→ **Your instructions**
Exact repetition is required: output every record in full.

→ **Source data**
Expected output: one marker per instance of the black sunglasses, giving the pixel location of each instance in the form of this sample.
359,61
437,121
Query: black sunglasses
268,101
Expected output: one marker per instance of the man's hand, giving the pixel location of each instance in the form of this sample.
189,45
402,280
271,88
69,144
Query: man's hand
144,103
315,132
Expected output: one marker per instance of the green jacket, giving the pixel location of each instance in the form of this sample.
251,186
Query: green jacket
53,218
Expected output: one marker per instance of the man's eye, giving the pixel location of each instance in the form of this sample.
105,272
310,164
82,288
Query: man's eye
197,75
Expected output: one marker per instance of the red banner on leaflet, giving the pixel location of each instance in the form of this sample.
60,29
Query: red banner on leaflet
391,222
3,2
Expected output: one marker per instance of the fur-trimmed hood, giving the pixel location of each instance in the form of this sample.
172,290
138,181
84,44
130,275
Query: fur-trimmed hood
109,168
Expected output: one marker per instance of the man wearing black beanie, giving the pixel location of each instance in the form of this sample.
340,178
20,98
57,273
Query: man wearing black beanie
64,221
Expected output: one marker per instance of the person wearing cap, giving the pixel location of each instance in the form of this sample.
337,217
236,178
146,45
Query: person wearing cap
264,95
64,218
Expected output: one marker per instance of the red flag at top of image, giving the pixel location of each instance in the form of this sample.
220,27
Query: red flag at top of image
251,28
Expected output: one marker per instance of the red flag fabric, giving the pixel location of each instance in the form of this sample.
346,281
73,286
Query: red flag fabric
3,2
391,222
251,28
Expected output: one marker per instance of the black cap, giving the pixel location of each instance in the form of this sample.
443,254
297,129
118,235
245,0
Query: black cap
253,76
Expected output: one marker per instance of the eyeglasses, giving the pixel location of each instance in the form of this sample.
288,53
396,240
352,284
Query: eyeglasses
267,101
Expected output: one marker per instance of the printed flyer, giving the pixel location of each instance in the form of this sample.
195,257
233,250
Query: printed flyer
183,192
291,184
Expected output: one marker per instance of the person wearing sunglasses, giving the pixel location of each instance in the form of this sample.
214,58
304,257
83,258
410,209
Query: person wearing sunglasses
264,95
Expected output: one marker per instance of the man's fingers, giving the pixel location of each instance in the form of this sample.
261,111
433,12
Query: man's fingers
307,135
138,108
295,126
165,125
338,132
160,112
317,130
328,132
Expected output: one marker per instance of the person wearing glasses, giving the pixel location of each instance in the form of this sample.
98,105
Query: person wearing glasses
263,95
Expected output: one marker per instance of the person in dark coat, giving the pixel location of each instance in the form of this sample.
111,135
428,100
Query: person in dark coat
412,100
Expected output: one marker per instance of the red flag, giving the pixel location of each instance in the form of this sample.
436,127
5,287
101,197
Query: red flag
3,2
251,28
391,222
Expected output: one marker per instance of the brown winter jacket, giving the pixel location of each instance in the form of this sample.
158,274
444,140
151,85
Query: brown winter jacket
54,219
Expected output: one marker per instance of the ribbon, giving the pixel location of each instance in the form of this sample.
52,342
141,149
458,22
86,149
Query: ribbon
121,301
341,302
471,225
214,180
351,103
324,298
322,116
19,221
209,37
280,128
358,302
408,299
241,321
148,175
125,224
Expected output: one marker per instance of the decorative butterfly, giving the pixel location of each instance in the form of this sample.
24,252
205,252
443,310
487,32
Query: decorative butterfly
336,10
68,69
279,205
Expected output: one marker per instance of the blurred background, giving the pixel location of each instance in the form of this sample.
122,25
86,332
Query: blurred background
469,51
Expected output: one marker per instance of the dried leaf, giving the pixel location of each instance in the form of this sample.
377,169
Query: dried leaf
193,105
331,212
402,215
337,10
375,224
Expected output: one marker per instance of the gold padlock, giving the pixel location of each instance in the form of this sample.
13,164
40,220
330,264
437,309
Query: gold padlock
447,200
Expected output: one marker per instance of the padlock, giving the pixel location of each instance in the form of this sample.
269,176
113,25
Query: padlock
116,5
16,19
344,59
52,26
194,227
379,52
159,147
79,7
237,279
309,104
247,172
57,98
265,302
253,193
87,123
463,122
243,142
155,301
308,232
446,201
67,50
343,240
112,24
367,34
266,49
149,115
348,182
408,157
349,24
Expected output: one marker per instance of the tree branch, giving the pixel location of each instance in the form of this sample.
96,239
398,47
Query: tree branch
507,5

→ **Output below**
Expected output: one marker per instance of the black sunglasses, giving the pixel location of each instance in the form of this sample.
359,61
437,121
Query: black sunglasses
268,101
Expected output: one marker per instance of the man's hand, giving the pixel location of each instance in the form of this sample.
189,45
402,280
271,88
69,144
Query: man's hand
144,103
315,132
Expected output: one marker per instance of the green jacket, giving the pixel location of each instance in the form of this sample.
251,186
Query: green jacket
53,218
Expected output: one marker per instance of the man's eye, giving the pixel location of each instance in the form of this sample.
105,272
310,164
82,288
Query: man's eye
197,75
Expected output: one marker per instance of the red banner on leaflet, giving the pixel location of each instance in the form of this sample.
60,29
Query: red banner on leaflet
391,222
3,2
Expected output: one marker per instance of the fur-trimmed hood, giving the pixel location of each instance in the form of this sample.
172,290
138,181
84,44
130,275
Query: fur-trimmed hood
109,168
Expected output: one marker per instance of the man wearing black beanie, giving the pixel location of each instance in the form of this sample.
340,178
20,98
57,273
Query: man wearing black beanie
64,221
Expected output: one marker per instance of the person wearing cap, giving the pixel location of each instance in the form of this sample.
337,217
236,178
146,45
Query: person wearing cap
264,95
64,218
Expected output: one marker per instance of the red flag at top of image, giving the pixel location of each instance in the form of this sample.
220,27
Query: red flag at top of image
251,28
Expected output: one marker per instance of the red flag fabric, giving the pixel location of each instance in the form of this sample.
346,281
73,286
Query: red flag fabric
3,2
391,222
251,28
Expected output: one marker per instance of the black cap, giving the pixel location of each instance in the form of this sample.
443,254
297,129
118,235
245,0
Query: black cap
253,76
Expected output: one marker per instance of the eyeglasses, giving the pixel location of each instance in the form of this sample.
288,53
396,240
352,284
Query: eyeglasses
267,101
Expected output: one marker per instance of the printed flyer, giving the pixel location of each instance in the form of this sample.
195,257
233,250
Query: printed flyer
183,192
291,184
Expected output: one marker per instance of the person wearing sunglasses, giving the pixel location of each instance in the form of this sample.
214,58
304,257
83,258
410,209
Query: person wearing sunglasses
264,95
Expected output: one marker per instance of the man's fingers, giving the pixel location of each instance in the form of this sample.
261,111
433,12
Query: man's fingers
307,135
138,108
295,126
165,125
338,132
160,112
317,130
328,132
Expected output: one marker per instance of the person wearing glasses, giving the pixel location of each instance in the form of this sample.
98,105
Query: person wearing glasses
263,95
Expected output: one marker per instance of the person in dark coat, giving the pixel location of each instance in the form of this sample.
111,135
428,100
Query: person in dark coat
412,100
Expected output: one marker per instance of the red flag, giving the pixel location of each instance in the form of this sample.
436,127
5,287
101,197
Query: red flag
3,2
251,28
391,222
Expected output: one marker per instance of the brown winter jacket, giving the pixel location of each instance in the form of this sample.
158,274
444,140
151,85
Query: brown winter jacket
54,219
Expected output: one marker per instance of the ribbon, giving the pixel location of each instance in the form of this sample.
52,342
141,149
458,22
86,149
Query: ribbon
121,301
341,302
471,225
214,180
351,103
324,298
322,116
19,221
209,37
280,128
358,302
408,299
241,321
148,175
125,224
Expected output: one marker per instance of the decorative butterfly, giving the pixel location of each instance in the form of this sample.
24,252
205,252
443,310
487,32
Query: decorative butterfly
336,10
68,69
279,205
Expected output: one marker per instance of the blurred background, giving the pixel location of each instance in the form of this sample.
122,25
86,332
Query: blurred background
469,51
Expected output: one marker per instance of the dried leaf, giving the pixel location of each instance in the form of this sample.
377,169
Query: dried leaf
193,105
331,212
402,215
337,10
375,224
Expected output: one marker per instance of the gold padlock, giving the pixel location of each instance in the form of this sample.
13,164
40,220
330,264
437,309
Query: gold padlock
447,200
Expected output: one marker per instance of the padlock, giving the pixel location of each instance in the form of this sample.
269,176
113,25
Query: padlock
116,5
16,19
344,59
52,26
194,227
379,52
159,147
79,7
237,279
309,104
247,172
57,98
265,302
253,193
87,123
463,122
243,142
155,301
308,232
446,201
67,50
343,240
112,24
367,34
266,49
149,115
348,182
408,157
349,24
Expected output: one marker per instance of the tree branch, giving the pixel location of each instance in the form of this sample.
96,239
398,47
Query: tree branch
507,5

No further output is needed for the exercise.